Your task
In the records, each line holding "dark" must be reported.

[Provided entries Boundary: Start]

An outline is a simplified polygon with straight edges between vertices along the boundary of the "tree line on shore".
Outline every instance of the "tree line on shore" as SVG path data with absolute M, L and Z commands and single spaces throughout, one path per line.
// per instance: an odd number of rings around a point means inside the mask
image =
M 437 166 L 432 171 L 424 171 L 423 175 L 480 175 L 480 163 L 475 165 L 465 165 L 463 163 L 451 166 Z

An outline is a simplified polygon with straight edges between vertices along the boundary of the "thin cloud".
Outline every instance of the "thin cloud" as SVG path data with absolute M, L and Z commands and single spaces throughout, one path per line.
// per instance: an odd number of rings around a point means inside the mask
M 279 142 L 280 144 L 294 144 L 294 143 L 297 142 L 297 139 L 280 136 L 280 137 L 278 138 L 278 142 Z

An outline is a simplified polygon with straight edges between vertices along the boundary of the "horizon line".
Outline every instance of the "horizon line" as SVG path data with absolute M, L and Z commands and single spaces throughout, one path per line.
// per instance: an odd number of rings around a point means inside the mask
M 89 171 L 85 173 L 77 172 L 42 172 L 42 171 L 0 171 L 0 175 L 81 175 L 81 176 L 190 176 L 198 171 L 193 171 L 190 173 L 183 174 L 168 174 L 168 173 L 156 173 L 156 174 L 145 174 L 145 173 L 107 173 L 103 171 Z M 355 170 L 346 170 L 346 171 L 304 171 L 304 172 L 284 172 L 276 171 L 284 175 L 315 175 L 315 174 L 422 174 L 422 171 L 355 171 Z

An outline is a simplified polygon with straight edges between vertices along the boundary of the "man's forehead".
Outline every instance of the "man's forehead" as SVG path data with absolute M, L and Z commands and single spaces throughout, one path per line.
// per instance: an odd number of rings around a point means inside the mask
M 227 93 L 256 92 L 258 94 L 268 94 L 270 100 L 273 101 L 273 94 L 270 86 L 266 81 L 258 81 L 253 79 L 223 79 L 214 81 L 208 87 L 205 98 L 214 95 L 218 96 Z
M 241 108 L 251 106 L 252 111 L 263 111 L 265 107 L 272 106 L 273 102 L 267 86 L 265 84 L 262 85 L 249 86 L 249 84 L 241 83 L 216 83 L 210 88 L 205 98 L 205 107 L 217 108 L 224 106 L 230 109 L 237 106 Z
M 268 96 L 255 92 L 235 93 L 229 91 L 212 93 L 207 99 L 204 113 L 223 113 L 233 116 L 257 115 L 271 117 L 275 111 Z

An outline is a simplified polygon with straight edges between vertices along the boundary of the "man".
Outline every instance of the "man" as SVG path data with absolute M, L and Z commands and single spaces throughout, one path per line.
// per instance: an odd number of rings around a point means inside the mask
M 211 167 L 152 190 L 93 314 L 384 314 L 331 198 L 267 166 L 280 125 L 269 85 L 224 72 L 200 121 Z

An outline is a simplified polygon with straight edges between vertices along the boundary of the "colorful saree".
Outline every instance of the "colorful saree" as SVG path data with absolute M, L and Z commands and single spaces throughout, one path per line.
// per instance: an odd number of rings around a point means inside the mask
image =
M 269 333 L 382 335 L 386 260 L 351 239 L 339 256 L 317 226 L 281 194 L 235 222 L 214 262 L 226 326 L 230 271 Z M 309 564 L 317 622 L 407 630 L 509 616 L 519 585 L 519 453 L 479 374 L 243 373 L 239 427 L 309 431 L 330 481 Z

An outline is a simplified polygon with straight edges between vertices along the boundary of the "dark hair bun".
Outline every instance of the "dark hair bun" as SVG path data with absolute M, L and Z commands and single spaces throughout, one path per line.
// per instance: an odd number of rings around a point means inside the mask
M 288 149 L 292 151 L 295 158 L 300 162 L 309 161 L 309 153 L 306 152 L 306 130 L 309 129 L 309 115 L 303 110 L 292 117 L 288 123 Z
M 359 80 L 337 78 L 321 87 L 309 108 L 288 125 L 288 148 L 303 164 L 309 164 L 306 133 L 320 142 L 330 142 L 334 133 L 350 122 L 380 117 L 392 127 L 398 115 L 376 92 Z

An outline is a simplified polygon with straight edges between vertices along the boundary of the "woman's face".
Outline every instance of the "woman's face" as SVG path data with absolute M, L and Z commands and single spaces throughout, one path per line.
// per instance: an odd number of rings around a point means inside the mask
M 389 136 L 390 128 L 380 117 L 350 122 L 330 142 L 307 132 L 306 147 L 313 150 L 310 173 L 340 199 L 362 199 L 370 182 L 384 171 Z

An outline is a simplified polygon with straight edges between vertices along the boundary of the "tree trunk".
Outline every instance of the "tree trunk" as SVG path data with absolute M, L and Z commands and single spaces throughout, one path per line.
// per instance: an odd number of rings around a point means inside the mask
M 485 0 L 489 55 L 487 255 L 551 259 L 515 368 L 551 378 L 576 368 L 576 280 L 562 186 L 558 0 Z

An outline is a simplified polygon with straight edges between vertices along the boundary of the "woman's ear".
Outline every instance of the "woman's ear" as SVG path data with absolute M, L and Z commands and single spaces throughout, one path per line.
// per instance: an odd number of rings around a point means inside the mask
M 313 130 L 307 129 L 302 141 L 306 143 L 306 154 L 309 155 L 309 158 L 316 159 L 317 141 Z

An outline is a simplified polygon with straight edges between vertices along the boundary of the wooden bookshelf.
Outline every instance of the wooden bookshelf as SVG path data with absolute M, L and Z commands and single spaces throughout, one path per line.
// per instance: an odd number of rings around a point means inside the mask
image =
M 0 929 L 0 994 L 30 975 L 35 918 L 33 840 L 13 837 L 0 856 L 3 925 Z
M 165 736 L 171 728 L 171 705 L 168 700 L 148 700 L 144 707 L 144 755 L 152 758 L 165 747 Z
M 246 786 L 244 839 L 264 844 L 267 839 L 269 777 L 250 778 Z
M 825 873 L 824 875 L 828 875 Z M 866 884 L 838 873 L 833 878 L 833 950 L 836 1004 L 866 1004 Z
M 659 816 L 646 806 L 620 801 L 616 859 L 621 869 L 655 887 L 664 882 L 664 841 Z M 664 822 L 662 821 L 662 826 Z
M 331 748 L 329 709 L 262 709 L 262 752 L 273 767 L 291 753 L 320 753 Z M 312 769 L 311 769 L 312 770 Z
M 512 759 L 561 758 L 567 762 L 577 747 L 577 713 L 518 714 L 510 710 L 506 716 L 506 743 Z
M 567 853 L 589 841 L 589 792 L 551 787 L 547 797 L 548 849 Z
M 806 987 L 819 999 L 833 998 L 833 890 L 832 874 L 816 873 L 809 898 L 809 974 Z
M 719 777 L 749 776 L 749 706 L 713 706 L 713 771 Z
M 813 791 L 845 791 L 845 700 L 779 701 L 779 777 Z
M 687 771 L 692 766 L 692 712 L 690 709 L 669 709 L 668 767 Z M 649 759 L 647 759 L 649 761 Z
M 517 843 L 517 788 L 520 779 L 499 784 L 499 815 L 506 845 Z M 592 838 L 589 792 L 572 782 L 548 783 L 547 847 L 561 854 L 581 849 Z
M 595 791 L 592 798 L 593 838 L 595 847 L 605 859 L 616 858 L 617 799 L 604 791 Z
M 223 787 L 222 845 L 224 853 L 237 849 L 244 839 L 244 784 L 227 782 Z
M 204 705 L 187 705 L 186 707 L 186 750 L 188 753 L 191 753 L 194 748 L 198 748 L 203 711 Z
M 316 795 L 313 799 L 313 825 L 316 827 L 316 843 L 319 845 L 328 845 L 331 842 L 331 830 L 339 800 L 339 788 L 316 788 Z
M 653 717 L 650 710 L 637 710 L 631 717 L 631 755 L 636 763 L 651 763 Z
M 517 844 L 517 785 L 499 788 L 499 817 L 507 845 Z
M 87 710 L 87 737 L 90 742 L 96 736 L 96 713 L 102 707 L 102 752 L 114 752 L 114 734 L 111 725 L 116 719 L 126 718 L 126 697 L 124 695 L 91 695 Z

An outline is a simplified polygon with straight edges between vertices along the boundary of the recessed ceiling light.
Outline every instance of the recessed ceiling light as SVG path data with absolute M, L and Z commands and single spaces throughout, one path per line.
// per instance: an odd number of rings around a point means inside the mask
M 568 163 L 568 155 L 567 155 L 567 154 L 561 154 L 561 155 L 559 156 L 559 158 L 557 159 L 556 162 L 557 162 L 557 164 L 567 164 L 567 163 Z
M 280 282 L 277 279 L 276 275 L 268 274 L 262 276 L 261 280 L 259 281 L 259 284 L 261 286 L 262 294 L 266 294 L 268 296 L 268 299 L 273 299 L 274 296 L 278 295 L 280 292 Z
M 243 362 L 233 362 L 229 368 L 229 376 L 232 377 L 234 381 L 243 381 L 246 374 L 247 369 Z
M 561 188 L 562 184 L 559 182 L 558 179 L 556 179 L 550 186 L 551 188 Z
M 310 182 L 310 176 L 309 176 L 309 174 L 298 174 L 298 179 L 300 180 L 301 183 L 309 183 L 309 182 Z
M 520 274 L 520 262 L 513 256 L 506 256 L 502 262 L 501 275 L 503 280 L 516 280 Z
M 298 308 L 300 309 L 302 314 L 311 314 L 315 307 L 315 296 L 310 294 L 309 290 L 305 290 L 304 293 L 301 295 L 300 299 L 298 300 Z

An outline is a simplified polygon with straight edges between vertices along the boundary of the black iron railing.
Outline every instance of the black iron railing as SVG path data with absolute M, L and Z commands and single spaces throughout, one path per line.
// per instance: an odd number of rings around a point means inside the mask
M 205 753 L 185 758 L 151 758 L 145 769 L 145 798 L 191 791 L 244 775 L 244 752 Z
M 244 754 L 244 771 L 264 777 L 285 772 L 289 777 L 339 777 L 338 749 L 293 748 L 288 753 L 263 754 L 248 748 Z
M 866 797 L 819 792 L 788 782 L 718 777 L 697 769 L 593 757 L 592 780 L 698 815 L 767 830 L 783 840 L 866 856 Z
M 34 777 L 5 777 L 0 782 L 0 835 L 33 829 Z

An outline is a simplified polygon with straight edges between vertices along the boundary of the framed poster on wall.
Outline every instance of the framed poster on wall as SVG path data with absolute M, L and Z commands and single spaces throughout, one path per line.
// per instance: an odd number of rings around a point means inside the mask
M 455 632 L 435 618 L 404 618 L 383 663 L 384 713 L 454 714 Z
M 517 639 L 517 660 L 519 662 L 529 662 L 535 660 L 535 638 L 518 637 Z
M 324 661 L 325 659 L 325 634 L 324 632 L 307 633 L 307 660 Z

[Provided entries Boundary: End]

Solution
An outline is a simplified polygon with straight edges between vertices along the boundary of the "dark hair bun".
Outline every instance of the "dark hair bun" as SVG path data with absolute M, L and Z commands and single spaces throughout, one path per line.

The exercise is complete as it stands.